SUPPLIED MATERIAL
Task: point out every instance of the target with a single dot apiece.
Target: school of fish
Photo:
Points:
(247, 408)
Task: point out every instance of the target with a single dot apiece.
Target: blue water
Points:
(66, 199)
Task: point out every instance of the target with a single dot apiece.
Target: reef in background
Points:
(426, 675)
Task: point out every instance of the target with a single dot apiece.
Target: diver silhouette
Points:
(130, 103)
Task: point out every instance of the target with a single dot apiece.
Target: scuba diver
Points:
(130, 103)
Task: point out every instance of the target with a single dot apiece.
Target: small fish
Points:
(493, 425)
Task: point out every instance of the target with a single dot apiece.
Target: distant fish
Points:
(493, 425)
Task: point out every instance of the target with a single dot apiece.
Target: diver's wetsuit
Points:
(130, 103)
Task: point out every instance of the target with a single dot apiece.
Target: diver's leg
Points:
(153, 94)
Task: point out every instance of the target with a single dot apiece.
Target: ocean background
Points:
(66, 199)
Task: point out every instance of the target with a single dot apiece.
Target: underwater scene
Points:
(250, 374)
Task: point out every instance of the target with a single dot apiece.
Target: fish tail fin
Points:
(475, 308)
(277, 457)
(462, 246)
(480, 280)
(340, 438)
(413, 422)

* * *

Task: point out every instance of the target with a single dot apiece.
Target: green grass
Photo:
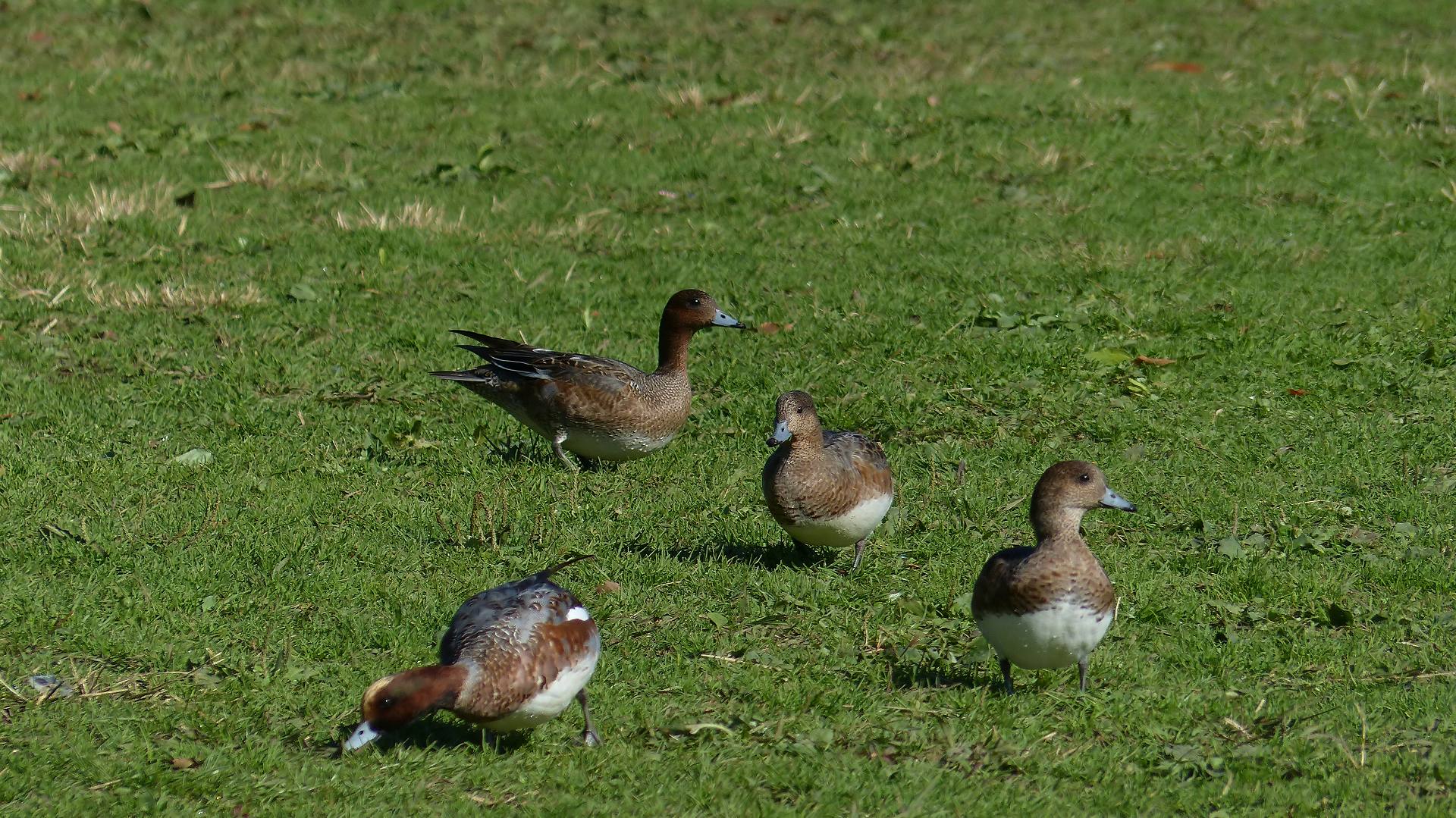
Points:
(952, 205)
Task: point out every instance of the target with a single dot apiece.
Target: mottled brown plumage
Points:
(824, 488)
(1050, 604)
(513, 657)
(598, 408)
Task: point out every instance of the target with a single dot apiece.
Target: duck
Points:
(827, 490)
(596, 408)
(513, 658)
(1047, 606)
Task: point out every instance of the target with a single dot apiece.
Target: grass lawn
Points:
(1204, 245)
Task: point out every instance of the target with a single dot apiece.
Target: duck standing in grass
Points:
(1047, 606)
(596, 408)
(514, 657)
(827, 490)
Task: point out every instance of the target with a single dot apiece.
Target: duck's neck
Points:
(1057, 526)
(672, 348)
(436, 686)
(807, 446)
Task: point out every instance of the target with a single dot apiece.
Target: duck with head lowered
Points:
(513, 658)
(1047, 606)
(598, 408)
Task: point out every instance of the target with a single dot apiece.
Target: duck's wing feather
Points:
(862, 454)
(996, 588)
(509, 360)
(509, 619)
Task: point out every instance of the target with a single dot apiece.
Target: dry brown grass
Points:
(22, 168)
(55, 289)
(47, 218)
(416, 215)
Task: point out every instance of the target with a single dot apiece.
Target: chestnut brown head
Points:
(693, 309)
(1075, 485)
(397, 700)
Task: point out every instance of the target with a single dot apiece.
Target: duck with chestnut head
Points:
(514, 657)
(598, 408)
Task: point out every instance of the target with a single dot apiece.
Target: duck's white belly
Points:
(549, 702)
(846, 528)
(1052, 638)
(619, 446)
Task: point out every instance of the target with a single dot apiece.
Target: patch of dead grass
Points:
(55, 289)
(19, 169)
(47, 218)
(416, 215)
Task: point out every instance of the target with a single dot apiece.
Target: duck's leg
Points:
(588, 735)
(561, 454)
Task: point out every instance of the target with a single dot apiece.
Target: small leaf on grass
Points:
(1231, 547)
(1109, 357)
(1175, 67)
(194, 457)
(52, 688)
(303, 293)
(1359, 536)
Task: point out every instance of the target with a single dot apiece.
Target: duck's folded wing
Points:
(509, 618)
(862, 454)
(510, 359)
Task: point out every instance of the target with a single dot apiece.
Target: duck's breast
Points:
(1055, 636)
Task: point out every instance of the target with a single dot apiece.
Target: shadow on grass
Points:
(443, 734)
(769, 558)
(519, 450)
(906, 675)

==

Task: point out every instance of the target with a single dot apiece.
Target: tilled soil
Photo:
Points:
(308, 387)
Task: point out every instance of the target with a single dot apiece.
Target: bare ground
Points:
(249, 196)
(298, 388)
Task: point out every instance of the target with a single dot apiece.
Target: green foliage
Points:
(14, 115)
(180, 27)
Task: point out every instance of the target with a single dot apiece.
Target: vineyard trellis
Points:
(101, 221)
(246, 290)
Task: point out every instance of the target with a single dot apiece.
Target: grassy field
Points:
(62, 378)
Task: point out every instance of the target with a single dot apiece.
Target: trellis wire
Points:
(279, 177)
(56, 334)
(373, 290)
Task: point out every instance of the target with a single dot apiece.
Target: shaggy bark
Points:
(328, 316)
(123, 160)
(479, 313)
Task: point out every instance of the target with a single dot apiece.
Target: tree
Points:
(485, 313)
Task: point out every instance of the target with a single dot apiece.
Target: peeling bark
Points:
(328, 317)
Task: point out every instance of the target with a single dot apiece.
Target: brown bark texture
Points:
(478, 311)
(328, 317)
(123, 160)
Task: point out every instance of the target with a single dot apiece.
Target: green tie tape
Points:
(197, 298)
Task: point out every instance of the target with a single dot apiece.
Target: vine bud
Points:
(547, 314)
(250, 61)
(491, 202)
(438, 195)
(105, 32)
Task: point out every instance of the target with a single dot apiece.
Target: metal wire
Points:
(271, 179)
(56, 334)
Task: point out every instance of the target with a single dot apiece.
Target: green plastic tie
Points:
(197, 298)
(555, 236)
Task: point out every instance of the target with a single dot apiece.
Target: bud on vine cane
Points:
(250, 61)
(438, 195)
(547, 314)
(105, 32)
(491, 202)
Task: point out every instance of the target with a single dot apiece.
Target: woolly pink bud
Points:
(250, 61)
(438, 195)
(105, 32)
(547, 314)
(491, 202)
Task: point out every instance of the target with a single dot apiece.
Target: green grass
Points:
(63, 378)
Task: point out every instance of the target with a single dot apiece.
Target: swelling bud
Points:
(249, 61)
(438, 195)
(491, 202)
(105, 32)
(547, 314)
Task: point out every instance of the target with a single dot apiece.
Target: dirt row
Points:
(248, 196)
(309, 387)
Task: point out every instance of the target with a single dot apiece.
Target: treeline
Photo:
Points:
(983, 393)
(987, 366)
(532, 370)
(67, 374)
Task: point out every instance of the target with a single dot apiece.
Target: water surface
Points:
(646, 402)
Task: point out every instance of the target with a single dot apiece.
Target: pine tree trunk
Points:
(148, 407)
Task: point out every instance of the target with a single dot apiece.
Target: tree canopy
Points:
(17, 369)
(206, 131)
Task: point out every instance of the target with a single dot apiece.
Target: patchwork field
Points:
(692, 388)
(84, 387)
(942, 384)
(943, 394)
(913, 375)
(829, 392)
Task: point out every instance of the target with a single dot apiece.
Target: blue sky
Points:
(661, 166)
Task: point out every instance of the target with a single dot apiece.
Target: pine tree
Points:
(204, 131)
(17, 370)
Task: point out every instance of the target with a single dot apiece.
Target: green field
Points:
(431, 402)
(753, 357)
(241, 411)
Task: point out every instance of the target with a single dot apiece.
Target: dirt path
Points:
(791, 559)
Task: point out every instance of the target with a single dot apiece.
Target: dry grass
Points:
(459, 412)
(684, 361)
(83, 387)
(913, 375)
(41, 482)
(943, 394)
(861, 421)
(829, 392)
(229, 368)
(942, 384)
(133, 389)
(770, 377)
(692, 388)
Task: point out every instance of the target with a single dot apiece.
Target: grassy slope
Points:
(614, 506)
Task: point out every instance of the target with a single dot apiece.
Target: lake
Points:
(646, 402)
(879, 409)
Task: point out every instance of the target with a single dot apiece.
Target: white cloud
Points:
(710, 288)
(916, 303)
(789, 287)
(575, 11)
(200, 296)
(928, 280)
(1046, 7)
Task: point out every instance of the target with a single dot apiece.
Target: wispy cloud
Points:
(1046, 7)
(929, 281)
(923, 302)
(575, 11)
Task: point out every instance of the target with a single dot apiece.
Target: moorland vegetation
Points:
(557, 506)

WHAT YOU WILL DO
Count how many lines of the entries include the string "diver". The number is the entire answer.

SOLUTION FOR THIS EXERCISE
4